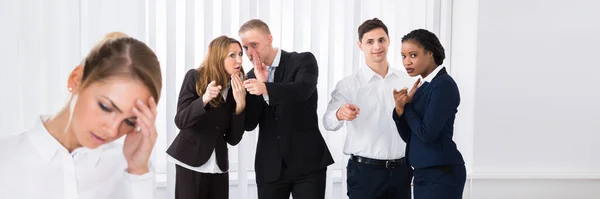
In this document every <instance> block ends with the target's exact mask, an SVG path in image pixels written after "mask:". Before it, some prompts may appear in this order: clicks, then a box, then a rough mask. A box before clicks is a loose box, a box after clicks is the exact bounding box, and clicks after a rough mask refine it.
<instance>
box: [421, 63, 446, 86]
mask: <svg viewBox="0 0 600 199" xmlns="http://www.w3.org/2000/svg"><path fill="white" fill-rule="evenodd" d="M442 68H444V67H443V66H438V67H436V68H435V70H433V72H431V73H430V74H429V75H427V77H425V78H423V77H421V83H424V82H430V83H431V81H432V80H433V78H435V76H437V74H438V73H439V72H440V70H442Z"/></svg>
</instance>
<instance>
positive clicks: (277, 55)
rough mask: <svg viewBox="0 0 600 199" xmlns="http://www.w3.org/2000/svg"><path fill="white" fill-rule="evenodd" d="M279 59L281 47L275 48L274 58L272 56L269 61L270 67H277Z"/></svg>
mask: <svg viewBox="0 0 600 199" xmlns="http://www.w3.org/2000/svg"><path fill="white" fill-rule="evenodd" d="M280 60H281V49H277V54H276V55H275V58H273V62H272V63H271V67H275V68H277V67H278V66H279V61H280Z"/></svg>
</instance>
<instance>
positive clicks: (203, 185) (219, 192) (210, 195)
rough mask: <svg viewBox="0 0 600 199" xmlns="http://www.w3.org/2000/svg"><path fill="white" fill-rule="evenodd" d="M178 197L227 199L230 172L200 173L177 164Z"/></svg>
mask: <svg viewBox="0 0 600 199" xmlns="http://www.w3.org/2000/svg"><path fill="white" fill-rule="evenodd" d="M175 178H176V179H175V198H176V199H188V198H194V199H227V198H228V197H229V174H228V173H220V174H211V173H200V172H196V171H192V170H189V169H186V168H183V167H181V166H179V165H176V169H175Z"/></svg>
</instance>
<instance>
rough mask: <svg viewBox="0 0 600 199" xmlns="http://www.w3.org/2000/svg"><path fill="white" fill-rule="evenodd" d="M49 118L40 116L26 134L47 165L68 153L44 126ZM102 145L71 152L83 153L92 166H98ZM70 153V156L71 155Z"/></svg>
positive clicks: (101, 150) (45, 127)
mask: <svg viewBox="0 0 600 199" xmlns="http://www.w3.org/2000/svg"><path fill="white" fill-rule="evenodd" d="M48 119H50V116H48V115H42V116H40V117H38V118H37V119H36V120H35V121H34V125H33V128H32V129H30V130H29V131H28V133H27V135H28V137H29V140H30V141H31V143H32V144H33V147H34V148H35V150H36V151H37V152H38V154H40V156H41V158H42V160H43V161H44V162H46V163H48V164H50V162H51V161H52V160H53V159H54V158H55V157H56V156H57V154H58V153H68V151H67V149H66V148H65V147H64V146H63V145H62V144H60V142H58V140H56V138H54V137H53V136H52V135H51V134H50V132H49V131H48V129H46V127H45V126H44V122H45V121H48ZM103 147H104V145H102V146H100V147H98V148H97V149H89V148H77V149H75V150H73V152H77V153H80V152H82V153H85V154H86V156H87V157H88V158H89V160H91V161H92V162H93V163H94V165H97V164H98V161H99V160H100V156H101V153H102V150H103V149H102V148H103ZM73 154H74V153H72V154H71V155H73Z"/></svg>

——————————

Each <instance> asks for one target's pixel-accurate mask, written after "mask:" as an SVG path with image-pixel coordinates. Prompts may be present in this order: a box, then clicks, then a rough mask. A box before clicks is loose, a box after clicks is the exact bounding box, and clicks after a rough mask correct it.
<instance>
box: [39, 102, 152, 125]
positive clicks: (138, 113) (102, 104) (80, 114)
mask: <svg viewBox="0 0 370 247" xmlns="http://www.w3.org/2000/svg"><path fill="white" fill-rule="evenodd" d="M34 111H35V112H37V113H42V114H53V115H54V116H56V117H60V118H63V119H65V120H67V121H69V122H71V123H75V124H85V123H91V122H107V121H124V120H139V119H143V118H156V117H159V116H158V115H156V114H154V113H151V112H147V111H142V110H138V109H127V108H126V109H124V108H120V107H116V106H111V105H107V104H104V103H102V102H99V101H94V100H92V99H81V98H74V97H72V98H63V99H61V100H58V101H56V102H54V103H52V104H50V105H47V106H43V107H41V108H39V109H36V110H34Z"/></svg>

——————————

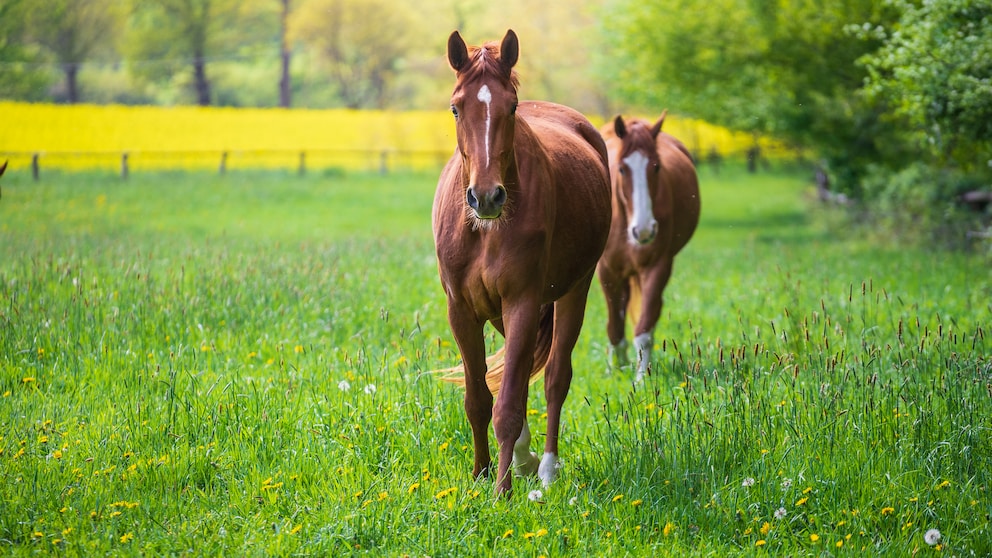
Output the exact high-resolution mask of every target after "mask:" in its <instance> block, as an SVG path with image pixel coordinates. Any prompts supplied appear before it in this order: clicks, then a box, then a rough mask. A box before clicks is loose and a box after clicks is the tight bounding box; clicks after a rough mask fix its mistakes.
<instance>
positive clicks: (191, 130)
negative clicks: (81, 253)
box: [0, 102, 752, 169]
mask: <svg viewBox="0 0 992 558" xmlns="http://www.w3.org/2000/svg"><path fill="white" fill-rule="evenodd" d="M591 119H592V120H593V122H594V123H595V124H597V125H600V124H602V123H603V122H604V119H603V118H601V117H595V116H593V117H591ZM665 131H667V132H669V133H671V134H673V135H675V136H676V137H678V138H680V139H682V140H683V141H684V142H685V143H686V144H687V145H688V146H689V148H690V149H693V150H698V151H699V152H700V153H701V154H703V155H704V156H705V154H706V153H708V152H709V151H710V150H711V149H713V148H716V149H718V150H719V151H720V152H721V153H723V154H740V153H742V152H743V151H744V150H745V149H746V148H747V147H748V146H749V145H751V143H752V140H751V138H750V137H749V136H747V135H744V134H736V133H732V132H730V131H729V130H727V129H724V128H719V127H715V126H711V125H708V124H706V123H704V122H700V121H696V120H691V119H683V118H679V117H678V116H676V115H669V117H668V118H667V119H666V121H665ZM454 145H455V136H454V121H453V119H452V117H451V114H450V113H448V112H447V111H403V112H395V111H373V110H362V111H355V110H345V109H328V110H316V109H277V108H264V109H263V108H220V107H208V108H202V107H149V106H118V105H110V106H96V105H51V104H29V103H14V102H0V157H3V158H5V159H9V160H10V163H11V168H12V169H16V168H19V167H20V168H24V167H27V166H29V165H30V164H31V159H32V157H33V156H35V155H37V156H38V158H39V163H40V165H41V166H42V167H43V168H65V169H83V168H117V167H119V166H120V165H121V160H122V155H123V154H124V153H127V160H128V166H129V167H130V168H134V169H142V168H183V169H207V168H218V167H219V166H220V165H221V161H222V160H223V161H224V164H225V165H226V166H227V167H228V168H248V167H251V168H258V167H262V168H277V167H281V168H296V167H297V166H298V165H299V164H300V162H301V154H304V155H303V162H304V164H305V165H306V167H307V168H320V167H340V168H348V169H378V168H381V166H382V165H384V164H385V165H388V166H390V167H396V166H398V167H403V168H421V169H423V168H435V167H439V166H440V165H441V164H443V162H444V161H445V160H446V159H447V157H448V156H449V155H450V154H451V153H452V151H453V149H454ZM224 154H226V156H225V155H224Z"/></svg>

——————————

[Exercise description] Could you repeat exactly the lines above from the line with "In this document" up to and including the line with "positive clicks: (277, 55)", and only those?

[Answer space]
In this document every <instance> block ends with the target's exact mask, an SVG path in image pixels written after "mask:". Before it, some prompts may appear in this order: clicks, then a box, then a rough mask. A box before clicks is a loose box, a box after clicks is the exact bounding box, and clicks after a rough mask refine it.
<instance>
box: [421, 63, 446, 86]
mask: <svg viewBox="0 0 600 199" xmlns="http://www.w3.org/2000/svg"><path fill="white" fill-rule="evenodd" d="M442 68H444V67H443V66H438V67H436V68H435V70H433V72H431V73H430V74H429V75H427V77H425V78H423V77H421V83H424V82H430V83H431V81H432V80H433V78H435V76H437V74H438V73H439V72H440V70H442Z"/></svg>
</instance>
<instance>
positive clicks: (277, 55)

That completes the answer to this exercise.